# CONSIGNE 1
Réécrivez la partie des rangées qui s'ouvre sur leur toute première ligne et se ferme sur la ligne contenant "xmin=94 ymin=116 xmax=123 ymax=130", ces deux lignes comprises, en remplaçant "dark water" par "murky water" sans rien modifier d'autre. Ne donnez que cette partie.

+++ SOURCE +++

Dimanche 19 juin 2022

Solennité du Saint Sacrement – Luc 9,11-17

Amen, amen, je vous le dis : si vous ne mangez pas la chair du Fils de l’homme et si vous ne buvez pas son sang, vous n’aurez pas la vie en vous. – Jean 6,53

Le St sacrement, qu’on appelle aussi l’Eucharistie est un sacrement par lequel le Christ nous donne en nourriture son corps livré et son sang versé pour le salut du monde. Le soir du Jeudi Saint, faisant ses adieux aux apôtres avant d’entrer dans sa Passion, le Seigneur a voulu nous laisser un moyen d’entretenir en nous la vie nouvelle que le baptême introduit en nous. Il a donc inventé un sacrement qui serait la nourriture de cette vie nouvelle recommandant solennellement et avec insistance d’y avoir recours Amen, amen, je vous le dis : si vous ne mangez pas la chair du Fils de l’homme et si vous ne buvez pas son sang, vous n’aurez pas la vie en vous. (Jean 6,53)

On peut être tenté de se demander Mais est-ce bien nécessaire un tel sacrement ? Une fois que j’ai reçu le sacrement de baptême, j’ai en moi la vie de Dieu, je n’ai plus besoin de rien. Pourquoi encore recevoir un autre sacrement ? Il faut bien comprendre que le baptême ne produit pas en nous une sorte d’assimilation par laquelle notre personnalité serait dissoute en Dieu, il crée une communion avec le Seigneur dans laquelle nous demeurons des personnes libres et donc susceptibles de repousser ou de rejeter cette communion avec le Seigneur. Par le baptême, nous avons reçu la vie de Dieu en nous. Mais nous demeurons des personnes libres, des pécheurs exposés au danger de céder à la tentation de nous séparer de Dieu. Nous avons donc besoin de recevoir une nourriture qui nous donne la force de résister à la tentation et de nous maintenir au niveau de la vie nouvelle reçue au baptême. Voilà pourquoi le Christ insiste tant :Si vous ne mangez pas la chair du Fils de l’homme, vous n’aurez pas la vie en vous.Et poursuivant, il ajoute : Celui qui me mange vivra par moi. (Jean 6,,57).

Mais quand il nous dit : il faut vous nourrir de moi pour avoir la vie, de quel moi et de quelle vie s’agit-il ? Il s’agit du moi livré pour vous. Quand au cours de la messe, nous recevons la communion, nous ne recevons pas le petit Jésus de Bethléem, nous ne recevons pas le Christ annonçant l’évangile ou faisant des miracles, nous recevons le Christ qui donne sa vie pour nous. Et la vie que nous recevons c’est la vie du Christ qui donne sa vie Autrement dit la vie que le Christ veut nous donner, dont il veut que nous vivions, c’est une vie qui se donne par amour pour les autres. Pour un chrétien, donner sa vie pour les autres, ce n’est pas facultatif, ce n’est pas quelque chose qu’on peut faire ou ne pas faire, comme de dire son chapelet ou de faire une neuvaine. C’est quelque chose d’ indispensable, de nécessaire, d’essentiel. St Jean le dira plus tard, dans sa première épître : Lui, Jésus a donné sa vie pour nous; nous aussi nous devons donner notre vie pour nos frères. (1Jean 3,10))

+++ DONNÉES À TRAITER +++

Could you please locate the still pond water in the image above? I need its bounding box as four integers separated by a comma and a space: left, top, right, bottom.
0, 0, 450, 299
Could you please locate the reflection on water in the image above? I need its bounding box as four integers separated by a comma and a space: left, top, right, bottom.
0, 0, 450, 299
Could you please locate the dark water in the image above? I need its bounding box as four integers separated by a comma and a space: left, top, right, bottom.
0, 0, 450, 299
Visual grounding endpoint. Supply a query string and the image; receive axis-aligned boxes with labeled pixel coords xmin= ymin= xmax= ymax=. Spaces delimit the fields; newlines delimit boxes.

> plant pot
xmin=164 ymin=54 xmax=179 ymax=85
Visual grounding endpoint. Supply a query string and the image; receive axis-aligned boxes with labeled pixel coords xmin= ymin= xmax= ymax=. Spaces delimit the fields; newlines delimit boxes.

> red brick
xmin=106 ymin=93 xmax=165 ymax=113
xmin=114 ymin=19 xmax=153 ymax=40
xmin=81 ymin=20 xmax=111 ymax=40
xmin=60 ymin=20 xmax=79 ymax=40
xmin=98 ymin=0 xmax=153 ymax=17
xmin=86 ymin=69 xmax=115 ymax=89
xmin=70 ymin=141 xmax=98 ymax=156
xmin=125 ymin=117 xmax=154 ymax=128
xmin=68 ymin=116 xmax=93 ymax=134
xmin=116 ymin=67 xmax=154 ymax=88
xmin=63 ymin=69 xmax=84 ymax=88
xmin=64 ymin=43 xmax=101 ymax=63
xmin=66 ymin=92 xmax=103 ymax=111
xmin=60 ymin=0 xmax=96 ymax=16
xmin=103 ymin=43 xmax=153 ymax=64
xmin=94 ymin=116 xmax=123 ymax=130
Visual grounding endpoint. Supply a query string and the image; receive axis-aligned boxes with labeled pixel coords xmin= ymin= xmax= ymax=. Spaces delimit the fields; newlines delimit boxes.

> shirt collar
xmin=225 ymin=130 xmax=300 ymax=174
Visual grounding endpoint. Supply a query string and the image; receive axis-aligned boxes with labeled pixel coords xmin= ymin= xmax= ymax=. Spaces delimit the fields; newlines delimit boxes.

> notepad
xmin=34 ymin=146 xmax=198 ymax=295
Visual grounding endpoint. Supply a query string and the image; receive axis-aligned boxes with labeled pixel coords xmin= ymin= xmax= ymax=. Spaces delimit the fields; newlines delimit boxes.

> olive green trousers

+++

# CONSIGNE 2
Répondez à ces questions sur le texte consacré au Saint Sacrement :
(a) Quel soir le Seigneur a-t-il voulu laisser un moyen d'entretenir la vie nouvelle reçue au baptême ?
(b) Dans quelle épître saint Jean dit-il que nous devons donner notre vie pour nos frères ?
(c) Quel passage de l'évangile de Luc figure en titre ?

# RÉPONSE FINALE 1
Could you please locate the still pond water in the image above? I need its bounding box as four integers separated by a comma and a space: left, top, right, bottom.
0, 0, 450, 299
Could you please locate the reflection on water in the image above? I need its bounding box as four integers separated by a comma and a space: left, top, right, bottom.
0, 0, 450, 299
Could you please locate the murky water in the image above? I need its bounding box as four integers separated by a comma and a space: left, top, right, bottom.
0, 0, 450, 299
Visual grounding endpoint. Supply a query string and the image; receive axis-aligned boxes with labeled pixel coords xmin= ymin= xmax= ymax=. Spaces delimit the fields; newlines delimit boxes.

> plant pot
xmin=164 ymin=54 xmax=179 ymax=85
Visual grounding endpoint. Supply a query string and the image; receive axis-aligned boxes with labeled pixel coords xmin= ymin= xmax= ymax=. Spaces delimit the fields; newlines delimit boxes.

> red brick
xmin=106 ymin=93 xmax=165 ymax=113
xmin=114 ymin=19 xmax=153 ymax=40
xmin=81 ymin=20 xmax=111 ymax=40
xmin=60 ymin=20 xmax=79 ymax=40
xmin=98 ymin=0 xmax=153 ymax=17
xmin=86 ymin=69 xmax=115 ymax=89
xmin=70 ymin=141 xmax=98 ymax=156
xmin=125 ymin=117 xmax=154 ymax=128
xmin=68 ymin=116 xmax=93 ymax=134
xmin=116 ymin=67 xmax=154 ymax=88
xmin=63 ymin=69 xmax=84 ymax=88
xmin=64 ymin=43 xmax=101 ymax=63
xmin=66 ymin=92 xmax=103 ymax=111
xmin=60 ymin=0 xmax=96 ymax=16
xmin=103 ymin=43 xmax=153 ymax=64
xmin=94 ymin=116 xmax=123 ymax=130

# RÉPONSE FINALE 2
(a) Le soir du Jeudi Saint.
(b) Dans sa première épître.
(c) Luc 9,11-17.